-- DIRECTIONS --
a – List the issues that the article about state attorneys general suing the Trump administration names as subjects of Xavier Becerra's suits.
b – Output the passage of the article about state attorneys general suing the Trump administration from "Becerra, Ferguson and" up to and including "by state officials.", with no changes.
--- start EXCERPTED TEXT ---
By Richard Read, Los Angeles Times
Published: October 11, 2019, 12:30pm

SEATTLE — When President Donald Trump announced his original Muslim travel ban on a Friday in early 2017, Washington Attorney General Bob Ferguson spurred his deputies on a weekend blitz so his state could be the first to challenge it.

“‘If at all humanly possible, we need to file the suit on Monday,'” Ferguson recalls telling his team. “I didn’t want there to be one business day that went by when the people of my state would think I thought that the travel ban was OK.”

Almost three years later, Ferguson, a chess whiz and obsessive scorekeeper, remains one of the nation’s most activist Democratic state attorneys general, suing the administration 50 times to date. He picks his fights, trailing his California counterpart, Xavier Becerra, who’s racked up 62 suits on issues such as immigration, the environment, gun control, consumer protection and civil rights.

Becerra, Ferguson and attorneys general in a handful of other states, notably Massachusetts and New York, are leading the charge in filing an unusual number of cases against a president. Jonathan Turley, a constitutional law professor at George Washington University, says the trend results partly from “shoddy” legal work by the administration — the travel ban took multiple versions to pass muster in court — but also from political posturing by state officials.

“There’s an exponential explosion of attorneys general lawsuits, and many of those lawsuits have failed,” Turley said. “For Democratic attorneys general, lawsuits against Trump have become a badge of legitimacy.”
--- end EXCERPTED TEXT ---
--- start INFORMATION SUPPLIED ---
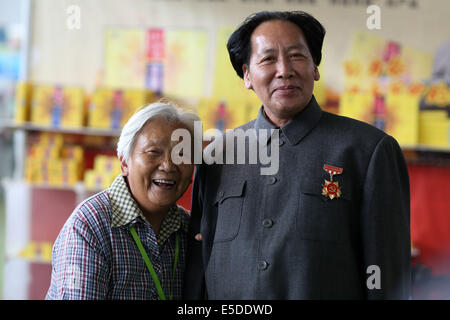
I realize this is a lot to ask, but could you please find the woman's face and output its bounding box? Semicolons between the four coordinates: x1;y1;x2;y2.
121;118;194;213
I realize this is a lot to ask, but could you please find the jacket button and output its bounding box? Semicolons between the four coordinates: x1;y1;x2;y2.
258;260;269;270
263;219;273;228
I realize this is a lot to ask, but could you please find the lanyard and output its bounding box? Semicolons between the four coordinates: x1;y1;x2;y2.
130;226;180;300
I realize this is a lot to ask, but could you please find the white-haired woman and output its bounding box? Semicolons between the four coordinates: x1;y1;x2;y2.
46;102;199;300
--- end INFORMATION SUPPLIED ---
-- COMPLETE ANSWERS --
a – immigration, the environment, gun control, consumer protection, civil rights

b –
Becerra, Ferguson and attorneys general in a handful of other states, notably Massachusetts and New York, are leading the charge in filing an unusual number of cases against a president. Jonathan Turley, a constitutional law professor at George Washington University, says the trend results partly from “shoddy” legal work by the administration — the travel ban took multiple versions to pass muster in court — but also from political posturing by state officials.